§ Raw records
○ ○ ○ ○ ○
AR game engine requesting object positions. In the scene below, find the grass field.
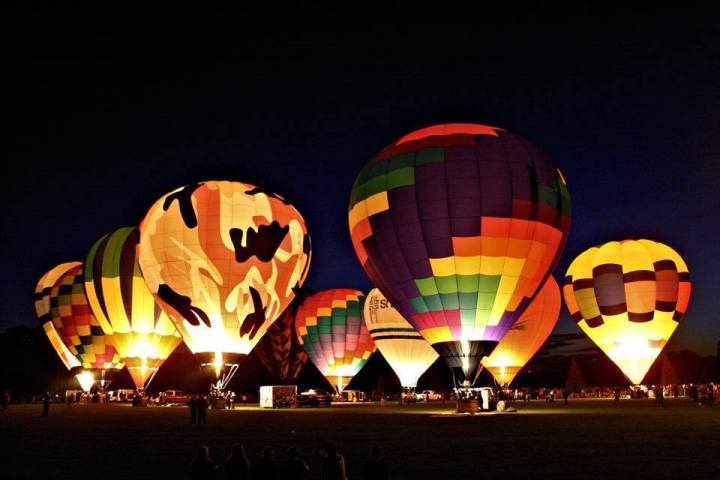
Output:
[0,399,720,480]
○ ○ ○ ○ ○
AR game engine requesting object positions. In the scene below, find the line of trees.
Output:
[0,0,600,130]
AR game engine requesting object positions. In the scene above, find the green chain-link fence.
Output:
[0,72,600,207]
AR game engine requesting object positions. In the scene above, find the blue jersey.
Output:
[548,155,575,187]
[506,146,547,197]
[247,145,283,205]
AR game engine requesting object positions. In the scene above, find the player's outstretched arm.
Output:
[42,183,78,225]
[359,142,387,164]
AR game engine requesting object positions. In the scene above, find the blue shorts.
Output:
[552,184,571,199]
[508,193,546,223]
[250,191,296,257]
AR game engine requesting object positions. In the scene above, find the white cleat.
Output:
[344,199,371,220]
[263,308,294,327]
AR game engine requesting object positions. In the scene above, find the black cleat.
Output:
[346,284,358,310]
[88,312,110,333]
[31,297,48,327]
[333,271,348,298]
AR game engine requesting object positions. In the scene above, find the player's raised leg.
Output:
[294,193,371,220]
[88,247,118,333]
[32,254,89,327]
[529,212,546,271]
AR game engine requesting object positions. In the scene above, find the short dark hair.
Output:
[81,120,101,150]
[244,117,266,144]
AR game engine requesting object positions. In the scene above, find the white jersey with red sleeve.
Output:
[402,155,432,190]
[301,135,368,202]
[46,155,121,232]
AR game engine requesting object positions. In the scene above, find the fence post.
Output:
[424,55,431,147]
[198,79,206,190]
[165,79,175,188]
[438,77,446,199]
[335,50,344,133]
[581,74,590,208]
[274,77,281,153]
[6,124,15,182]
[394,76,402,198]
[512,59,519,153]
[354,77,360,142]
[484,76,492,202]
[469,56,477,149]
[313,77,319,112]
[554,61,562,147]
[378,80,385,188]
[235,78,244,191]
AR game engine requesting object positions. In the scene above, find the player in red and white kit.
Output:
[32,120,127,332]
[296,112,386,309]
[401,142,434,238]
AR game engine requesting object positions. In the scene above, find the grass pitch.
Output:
○ ○ ○ ○ ○
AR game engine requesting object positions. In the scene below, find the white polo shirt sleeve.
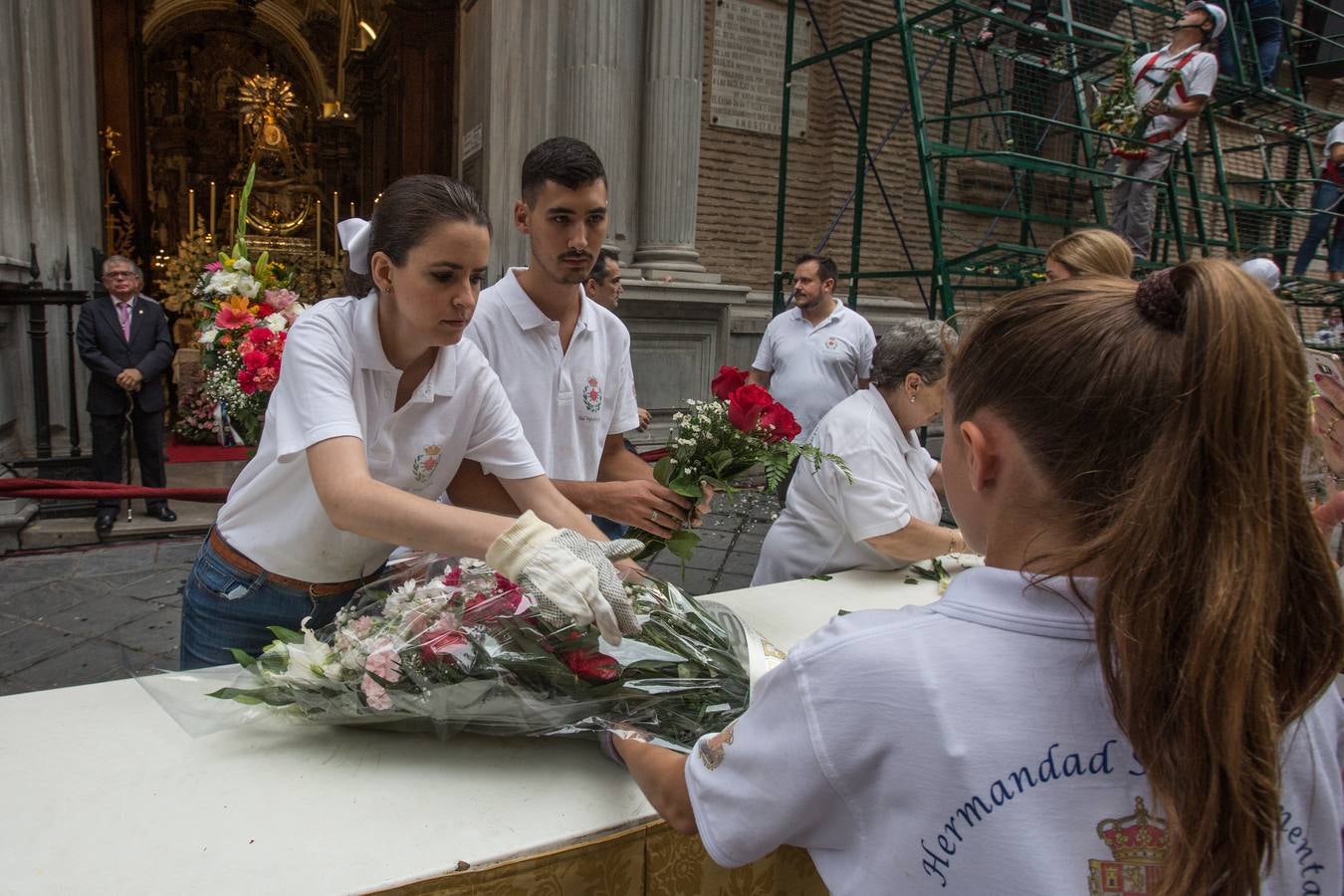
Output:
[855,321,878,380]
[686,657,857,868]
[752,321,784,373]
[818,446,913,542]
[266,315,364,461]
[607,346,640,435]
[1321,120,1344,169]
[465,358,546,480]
○ ○ ○ ○ ○
§ What to produce
Repeat the material word for word, from the line with "player's outstretched arm." up to and including the line with "[333,271,348,298]".

§ Finished answer
AR game engine requesting object positions. In the scene above, find the player's outstretched arm.
Output:
[42,183,78,225]
[359,142,387,164]
AR game engine requesting object positions. In the scene above, find the blue shorts.
Output:
[552,184,571,199]
[508,193,546,223]
[250,191,296,257]
AR game engine requesting object positions. In the scene above, find the white cleat.
Output:
[344,199,371,220]
[263,308,294,327]
AR game engine requesting object positions. In the scene above, find the black cleat.
Output:
[346,284,358,310]
[88,312,110,333]
[31,297,48,327]
[333,271,348,298]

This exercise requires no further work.